─── Text block ───
Is this 2017’s most audacious movie? A Ghost Story (M)
87 mins ★★★★1⁄2
David Lowery’s meditative romantic drama is bewildering and beguiling in equal measures.
What other movie this year dares to place Oscar’s reigning best actor winner under a sheet for most of the running time, or spend five minutes watching a terrific young Hollywood actress devour a family-sized pie? And yet somehow for all that craziness still leave a good chunk of cinemagoers haunted by it for days.
The low-budget tale that the New Zealand-shot Pete’s Dragon (Lowrey’s last project) helped fund, A Ghost Story is a slow-burning study of grief and despair.
─── Record extracts ───
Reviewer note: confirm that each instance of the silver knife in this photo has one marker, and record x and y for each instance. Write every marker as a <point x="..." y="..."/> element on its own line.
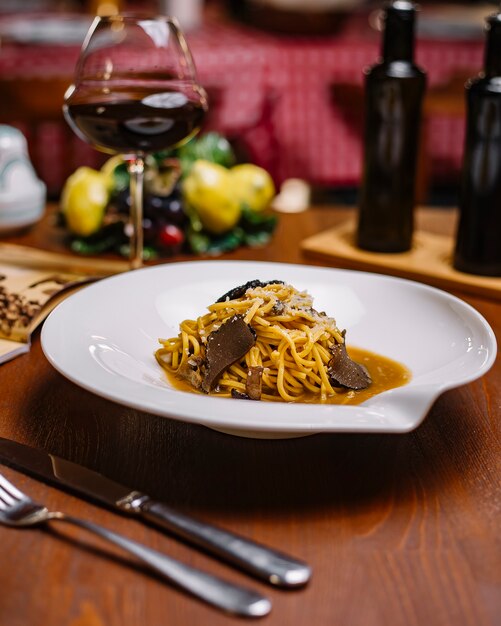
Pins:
<point x="256" y="559"/>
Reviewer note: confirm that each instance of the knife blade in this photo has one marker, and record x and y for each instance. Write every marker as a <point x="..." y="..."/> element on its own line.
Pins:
<point x="254" y="558"/>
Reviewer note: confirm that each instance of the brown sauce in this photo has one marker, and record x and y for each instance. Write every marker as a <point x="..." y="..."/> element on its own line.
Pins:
<point x="385" y="373"/>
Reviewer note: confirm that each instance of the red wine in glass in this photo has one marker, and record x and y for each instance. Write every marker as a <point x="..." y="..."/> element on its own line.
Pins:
<point x="135" y="93"/>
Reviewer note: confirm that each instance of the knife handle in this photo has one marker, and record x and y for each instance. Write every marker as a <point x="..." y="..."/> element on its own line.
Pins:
<point x="265" y="563"/>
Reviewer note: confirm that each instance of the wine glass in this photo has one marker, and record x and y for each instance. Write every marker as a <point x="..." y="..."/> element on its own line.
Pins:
<point x="135" y="92"/>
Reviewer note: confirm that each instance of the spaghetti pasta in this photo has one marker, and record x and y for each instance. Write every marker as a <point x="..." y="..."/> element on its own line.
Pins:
<point x="289" y="358"/>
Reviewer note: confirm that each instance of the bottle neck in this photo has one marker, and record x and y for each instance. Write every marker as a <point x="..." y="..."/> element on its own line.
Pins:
<point x="398" y="40"/>
<point x="492" y="63"/>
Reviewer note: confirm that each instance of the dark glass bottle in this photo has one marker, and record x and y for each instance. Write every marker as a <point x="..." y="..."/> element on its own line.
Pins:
<point x="394" y="90"/>
<point x="478" y="243"/>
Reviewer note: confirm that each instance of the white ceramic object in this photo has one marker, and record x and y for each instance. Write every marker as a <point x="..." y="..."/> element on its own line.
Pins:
<point x="103" y="338"/>
<point x="22" y="194"/>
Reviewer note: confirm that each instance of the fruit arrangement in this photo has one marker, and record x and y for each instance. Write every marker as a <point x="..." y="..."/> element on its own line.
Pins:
<point x="196" y="200"/>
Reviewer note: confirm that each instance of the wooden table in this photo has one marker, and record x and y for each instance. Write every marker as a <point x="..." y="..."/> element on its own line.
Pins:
<point x="399" y="529"/>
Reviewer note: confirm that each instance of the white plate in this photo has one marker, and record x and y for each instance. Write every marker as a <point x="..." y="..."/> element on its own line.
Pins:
<point x="103" y="338"/>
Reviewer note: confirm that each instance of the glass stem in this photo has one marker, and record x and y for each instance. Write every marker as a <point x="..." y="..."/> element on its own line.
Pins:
<point x="136" y="172"/>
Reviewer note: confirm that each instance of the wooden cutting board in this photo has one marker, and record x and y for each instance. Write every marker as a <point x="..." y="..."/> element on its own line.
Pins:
<point x="429" y="260"/>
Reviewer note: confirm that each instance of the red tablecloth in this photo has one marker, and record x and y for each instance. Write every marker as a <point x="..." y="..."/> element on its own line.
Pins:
<point x="284" y="95"/>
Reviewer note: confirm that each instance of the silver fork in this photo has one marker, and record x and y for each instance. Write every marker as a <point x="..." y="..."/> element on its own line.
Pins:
<point x="17" y="509"/>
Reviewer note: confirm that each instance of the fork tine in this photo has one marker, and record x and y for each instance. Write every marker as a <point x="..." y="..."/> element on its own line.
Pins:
<point x="10" y="490"/>
<point x="6" y="499"/>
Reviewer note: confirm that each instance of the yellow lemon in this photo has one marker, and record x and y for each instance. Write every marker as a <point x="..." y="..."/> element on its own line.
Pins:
<point x="253" y="186"/>
<point x="83" y="200"/>
<point x="209" y="190"/>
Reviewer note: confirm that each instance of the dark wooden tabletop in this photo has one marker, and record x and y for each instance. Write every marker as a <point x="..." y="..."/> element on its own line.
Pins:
<point x="399" y="529"/>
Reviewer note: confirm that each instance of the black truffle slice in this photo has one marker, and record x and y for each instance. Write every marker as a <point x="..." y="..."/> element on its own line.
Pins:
<point x="345" y="372"/>
<point x="238" y="292"/>
<point x="254" y="381"/>
<point x="227" y="344"/>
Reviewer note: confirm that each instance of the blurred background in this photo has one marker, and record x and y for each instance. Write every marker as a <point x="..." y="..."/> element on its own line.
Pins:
<point x="284" y="78"/>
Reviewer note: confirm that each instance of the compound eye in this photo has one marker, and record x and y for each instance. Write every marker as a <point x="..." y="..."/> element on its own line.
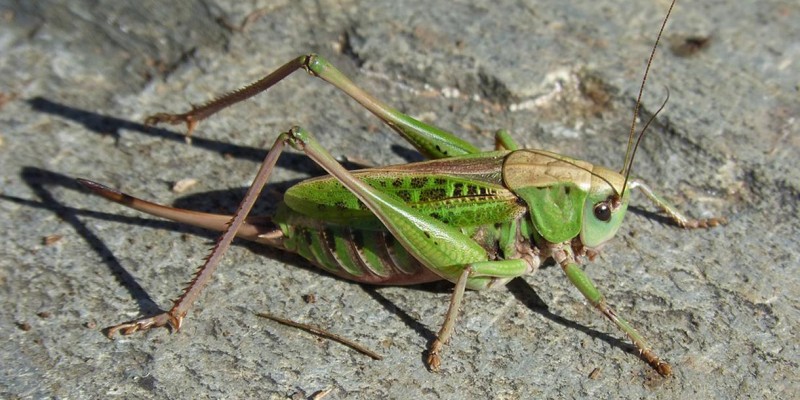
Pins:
───
Return the portion of the movie review between "The low-budget tale" and "grief and despair.", inclusive, copied word for word.

▸ **Exercise result**:
The low-budget tale that the New Zealand-shot Pete’s Dragon (Lowrey’s last project) helped fund, A Ghost Story is a slow-burning study of grief and despair.